(DATASET RECORDS begins)
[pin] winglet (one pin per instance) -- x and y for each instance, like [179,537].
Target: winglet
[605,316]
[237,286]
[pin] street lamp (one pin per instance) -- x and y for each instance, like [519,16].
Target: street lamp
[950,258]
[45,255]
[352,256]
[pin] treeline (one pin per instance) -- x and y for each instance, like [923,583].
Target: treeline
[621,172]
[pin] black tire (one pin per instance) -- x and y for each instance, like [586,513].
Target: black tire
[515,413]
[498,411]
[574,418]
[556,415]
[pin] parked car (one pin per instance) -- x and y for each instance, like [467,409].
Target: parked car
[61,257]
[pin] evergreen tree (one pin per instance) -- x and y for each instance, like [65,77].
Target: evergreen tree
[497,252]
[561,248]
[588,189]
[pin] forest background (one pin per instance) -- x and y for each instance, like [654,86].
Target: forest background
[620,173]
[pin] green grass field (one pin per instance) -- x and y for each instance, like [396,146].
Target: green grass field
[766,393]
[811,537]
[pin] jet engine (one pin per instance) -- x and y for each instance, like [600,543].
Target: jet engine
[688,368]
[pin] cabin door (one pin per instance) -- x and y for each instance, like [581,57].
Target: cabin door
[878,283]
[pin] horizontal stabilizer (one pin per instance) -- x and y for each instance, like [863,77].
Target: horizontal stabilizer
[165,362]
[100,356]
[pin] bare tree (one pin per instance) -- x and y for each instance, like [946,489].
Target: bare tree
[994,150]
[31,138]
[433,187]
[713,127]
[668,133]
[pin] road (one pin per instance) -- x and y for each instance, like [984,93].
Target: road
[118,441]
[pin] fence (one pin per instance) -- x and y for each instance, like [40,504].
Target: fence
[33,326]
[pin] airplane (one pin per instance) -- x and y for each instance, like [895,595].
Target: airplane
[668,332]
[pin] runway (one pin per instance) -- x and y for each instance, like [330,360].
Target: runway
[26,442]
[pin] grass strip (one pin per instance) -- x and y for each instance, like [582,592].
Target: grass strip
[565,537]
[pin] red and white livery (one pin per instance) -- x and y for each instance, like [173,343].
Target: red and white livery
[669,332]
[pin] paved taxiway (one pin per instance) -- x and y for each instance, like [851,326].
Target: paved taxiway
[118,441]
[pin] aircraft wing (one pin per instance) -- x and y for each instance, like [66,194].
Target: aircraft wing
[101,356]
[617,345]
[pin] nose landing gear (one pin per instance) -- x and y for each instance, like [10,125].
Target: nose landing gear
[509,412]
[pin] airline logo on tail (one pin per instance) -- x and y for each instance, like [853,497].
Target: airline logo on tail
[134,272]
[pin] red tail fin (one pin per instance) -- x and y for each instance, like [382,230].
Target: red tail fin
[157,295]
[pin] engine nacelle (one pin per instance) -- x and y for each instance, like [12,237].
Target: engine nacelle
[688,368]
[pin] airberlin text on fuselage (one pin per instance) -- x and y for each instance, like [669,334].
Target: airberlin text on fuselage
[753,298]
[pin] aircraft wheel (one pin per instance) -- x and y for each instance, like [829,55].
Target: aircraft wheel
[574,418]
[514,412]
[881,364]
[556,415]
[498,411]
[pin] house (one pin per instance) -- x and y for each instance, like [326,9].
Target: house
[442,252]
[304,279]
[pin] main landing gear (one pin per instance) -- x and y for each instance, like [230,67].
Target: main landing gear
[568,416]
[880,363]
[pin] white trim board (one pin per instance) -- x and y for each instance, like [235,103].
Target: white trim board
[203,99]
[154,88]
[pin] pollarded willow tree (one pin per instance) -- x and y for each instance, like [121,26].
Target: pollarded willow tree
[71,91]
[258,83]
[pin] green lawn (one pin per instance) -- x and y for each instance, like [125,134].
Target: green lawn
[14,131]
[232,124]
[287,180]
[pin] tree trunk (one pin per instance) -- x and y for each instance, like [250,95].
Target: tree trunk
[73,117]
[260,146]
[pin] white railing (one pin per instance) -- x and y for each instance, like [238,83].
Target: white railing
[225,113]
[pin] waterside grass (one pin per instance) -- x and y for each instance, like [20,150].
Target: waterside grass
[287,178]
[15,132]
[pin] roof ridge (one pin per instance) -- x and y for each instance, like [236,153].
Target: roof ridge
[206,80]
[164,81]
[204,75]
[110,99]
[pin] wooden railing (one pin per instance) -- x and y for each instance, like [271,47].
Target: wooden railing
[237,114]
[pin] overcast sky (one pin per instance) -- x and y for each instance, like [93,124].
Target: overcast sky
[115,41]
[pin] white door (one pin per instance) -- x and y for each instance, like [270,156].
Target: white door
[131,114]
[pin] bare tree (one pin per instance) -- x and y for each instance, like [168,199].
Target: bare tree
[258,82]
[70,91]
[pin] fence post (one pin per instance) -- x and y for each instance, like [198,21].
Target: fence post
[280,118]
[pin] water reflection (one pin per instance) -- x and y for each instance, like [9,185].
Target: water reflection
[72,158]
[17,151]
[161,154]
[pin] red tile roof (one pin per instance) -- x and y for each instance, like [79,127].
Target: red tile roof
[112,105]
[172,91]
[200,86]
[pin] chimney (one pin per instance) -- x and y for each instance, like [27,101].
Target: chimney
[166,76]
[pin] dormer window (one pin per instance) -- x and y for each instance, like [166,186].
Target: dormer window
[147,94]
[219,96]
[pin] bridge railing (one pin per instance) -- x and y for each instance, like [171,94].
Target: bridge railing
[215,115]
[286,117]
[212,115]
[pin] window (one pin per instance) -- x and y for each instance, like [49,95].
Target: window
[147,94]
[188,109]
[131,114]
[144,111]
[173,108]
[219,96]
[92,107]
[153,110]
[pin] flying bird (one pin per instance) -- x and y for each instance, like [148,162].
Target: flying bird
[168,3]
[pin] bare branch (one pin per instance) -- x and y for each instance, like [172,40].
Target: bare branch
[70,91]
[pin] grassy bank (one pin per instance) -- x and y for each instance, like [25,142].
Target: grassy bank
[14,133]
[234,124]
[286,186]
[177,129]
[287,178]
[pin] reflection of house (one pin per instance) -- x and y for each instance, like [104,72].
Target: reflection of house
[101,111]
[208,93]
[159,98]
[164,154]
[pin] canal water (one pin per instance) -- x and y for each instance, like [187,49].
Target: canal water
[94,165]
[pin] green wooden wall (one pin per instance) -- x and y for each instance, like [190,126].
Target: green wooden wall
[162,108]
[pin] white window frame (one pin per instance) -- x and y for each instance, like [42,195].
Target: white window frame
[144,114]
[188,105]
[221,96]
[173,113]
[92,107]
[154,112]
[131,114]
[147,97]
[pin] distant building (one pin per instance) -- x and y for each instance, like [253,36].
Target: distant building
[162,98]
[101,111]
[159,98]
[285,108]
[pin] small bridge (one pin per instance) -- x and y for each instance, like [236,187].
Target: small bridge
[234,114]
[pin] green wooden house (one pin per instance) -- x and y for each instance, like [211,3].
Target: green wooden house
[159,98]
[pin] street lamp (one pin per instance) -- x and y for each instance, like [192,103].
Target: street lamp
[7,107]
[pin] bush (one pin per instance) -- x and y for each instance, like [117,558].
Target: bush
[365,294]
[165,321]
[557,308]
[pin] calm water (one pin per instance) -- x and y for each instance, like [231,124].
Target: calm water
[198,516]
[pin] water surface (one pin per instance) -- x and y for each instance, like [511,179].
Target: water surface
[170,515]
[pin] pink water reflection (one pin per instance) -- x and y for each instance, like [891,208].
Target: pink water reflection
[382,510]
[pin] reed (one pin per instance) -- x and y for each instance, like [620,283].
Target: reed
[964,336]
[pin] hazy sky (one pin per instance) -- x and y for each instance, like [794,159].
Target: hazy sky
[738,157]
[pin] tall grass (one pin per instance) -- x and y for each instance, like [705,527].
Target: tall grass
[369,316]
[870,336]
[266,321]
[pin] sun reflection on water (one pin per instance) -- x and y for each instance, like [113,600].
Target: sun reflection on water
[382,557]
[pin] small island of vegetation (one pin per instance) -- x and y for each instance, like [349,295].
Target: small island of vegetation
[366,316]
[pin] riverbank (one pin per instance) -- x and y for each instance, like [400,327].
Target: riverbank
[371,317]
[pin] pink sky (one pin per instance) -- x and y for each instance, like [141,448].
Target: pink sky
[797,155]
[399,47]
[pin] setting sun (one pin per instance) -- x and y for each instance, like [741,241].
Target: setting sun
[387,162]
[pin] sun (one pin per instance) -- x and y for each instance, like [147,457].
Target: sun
(DATASET RECORDS ends)
*TRY IT*: Will you return exactly the lines above from the one with "Target: pollarded willow tree" down to the one with "[pin] chimney (one", counting both as part of the range?

*SOLUTION FOR THIS EXERCISE*:
Target: pollarded willow tree
[71,91]
[258,83]
[pin] green lawn (one pin per instance) -- x and y for each instance, like [125,134].
Target: green lawn
[14,131]
[232,124]
[287,180]
[pin] tree trunk (one pin per instance) -- x and y for each instance, like [250,95].
Target: tree trunk
[73,117]
[260,146]
[pin] white railing (one pin per instance) -- x and y for each instance, like [238,83].
Target: white railing
[225,113]
[pin] waterside grass (one pin per instance) -- x and y for each instance, like [20,150].
Target: waterside grass
[287,178]
[15,132]
[pin] roof ridge (one pin per instance) -- x and y for each instance, like [236,153].
Target: roof ridge
[206,80]
[164,81]
[204,75]
[110,99]
[pin] wooden railing (one pin per instance) -- x and y for each instance, like [271,47].
Target: wooden railing
[237,114]
[pin] overcast sky (one pin per instance) -- x and y for each instance, like [93,124].
Target: overcast sky
[115,41]
[pin] white door (one pin per instance) -- x and y for each instance, like [270,156].
Target: white door
[131,114]
[pin] bare tree (one pin per instance) -- x and y for each instance, like [168,199].
Target: bare tree
[258,82]
[70,91]
[pin] fence post (one pin per instance) -- x and y for each instance, like [198,21].
Target: fence post
[280,118]
[pin] water reflection (one pin per instance) -- x and y for each instance, like [9,185].
Target: water reflection
[72,158]
[17,151]
[161,154]
[pin] red tile roof (one pin per instance) -- x and y for each instance, like [79,127].
Target: red tile roof
[112,105]
[172,91]
[200,86]
[pin] chimney (one pin per instance) -- x and y for each instance, like [27,101].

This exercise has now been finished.